## Directions
Begin with the line containing "For every instance of the street lamp, the" and end with the last line of the data below; return those lines exactly, and only those.

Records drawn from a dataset
.....

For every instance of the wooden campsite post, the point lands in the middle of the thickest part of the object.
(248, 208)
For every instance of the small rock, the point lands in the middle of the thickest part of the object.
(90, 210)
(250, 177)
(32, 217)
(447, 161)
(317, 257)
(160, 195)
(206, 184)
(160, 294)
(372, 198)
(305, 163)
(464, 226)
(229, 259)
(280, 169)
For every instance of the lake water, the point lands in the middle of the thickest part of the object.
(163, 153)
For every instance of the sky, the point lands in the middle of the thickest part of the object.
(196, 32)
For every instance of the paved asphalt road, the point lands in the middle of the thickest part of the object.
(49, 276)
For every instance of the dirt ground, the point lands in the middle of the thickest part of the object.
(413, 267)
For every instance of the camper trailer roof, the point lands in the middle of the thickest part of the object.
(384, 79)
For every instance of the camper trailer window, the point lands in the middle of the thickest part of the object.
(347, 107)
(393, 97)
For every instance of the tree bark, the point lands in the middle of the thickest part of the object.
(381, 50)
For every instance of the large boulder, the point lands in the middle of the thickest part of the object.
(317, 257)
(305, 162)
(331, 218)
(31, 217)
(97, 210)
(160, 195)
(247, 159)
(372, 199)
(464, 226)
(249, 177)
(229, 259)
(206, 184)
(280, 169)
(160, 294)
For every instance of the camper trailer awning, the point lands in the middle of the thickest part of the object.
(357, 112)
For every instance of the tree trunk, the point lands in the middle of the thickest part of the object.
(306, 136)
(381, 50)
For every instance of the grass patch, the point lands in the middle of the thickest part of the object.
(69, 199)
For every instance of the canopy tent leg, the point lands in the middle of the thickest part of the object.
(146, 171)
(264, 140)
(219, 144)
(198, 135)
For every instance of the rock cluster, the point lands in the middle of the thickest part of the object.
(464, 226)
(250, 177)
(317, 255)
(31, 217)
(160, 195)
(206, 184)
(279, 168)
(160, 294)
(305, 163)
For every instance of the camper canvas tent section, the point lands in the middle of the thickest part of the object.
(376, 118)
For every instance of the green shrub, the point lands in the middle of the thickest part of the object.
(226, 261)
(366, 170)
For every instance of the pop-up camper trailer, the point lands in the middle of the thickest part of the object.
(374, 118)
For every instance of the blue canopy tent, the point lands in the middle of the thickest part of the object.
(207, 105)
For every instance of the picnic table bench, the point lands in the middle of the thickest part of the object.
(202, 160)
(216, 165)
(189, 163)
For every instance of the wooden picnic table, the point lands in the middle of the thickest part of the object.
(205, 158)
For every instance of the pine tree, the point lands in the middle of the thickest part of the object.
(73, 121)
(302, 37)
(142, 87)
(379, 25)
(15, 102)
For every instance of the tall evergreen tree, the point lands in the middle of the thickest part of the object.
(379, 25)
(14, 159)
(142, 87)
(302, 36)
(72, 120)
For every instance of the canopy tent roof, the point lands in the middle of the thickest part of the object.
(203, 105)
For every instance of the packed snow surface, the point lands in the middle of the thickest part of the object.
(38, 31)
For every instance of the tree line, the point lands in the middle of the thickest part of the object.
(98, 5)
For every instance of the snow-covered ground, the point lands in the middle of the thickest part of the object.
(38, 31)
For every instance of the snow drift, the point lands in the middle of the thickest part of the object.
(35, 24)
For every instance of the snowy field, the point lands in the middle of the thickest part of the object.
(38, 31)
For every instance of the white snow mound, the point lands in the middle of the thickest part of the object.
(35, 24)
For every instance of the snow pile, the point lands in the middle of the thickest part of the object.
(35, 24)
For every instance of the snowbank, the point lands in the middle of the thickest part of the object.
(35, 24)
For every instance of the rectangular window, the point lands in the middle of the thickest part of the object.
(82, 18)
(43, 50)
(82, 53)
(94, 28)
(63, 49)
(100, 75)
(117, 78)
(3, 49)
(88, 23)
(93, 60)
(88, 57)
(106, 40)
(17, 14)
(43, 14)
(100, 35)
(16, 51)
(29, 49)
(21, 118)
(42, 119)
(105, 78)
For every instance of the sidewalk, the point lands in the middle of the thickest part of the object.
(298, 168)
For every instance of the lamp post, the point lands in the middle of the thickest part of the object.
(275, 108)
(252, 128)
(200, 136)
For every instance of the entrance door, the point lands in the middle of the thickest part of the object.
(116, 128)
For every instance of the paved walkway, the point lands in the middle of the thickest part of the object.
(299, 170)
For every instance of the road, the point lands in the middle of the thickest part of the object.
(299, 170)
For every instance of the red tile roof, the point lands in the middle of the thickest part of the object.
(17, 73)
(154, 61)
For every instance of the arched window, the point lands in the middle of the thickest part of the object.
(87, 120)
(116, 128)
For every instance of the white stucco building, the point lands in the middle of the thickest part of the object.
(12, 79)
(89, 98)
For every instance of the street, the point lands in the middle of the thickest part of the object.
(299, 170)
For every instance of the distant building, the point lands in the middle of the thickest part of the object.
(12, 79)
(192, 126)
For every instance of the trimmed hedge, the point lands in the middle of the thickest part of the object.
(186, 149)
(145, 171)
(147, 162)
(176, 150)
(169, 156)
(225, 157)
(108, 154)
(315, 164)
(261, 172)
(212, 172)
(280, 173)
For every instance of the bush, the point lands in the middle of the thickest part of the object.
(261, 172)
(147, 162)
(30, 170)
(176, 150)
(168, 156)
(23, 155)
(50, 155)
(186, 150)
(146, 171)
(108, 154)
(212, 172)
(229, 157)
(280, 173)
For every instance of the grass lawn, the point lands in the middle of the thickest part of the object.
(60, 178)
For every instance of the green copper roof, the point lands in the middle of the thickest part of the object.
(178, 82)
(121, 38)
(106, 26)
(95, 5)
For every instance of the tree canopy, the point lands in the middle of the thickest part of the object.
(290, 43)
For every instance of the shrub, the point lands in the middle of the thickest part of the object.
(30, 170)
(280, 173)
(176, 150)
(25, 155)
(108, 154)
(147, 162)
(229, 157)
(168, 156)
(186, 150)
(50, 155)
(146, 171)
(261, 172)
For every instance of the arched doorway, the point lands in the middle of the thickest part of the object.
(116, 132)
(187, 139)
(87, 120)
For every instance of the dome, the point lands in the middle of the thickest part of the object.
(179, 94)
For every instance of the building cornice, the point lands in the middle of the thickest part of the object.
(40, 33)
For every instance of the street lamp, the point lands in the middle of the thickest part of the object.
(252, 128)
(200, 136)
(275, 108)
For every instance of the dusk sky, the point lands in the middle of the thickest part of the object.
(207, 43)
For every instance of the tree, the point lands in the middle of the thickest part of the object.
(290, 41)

.....

## Result of this task
For every instance of the street lamp, the point lands in the middle of the thickest part of the object.
(252, 128)
(200, 136)
(275, 108)
For every instance of the dusk sky, the point lands in the middle of the thickest part of the object.
(207, 43)
For every instance of the tree, the point lands in the middle of the thickest part of the object.
(290, 41)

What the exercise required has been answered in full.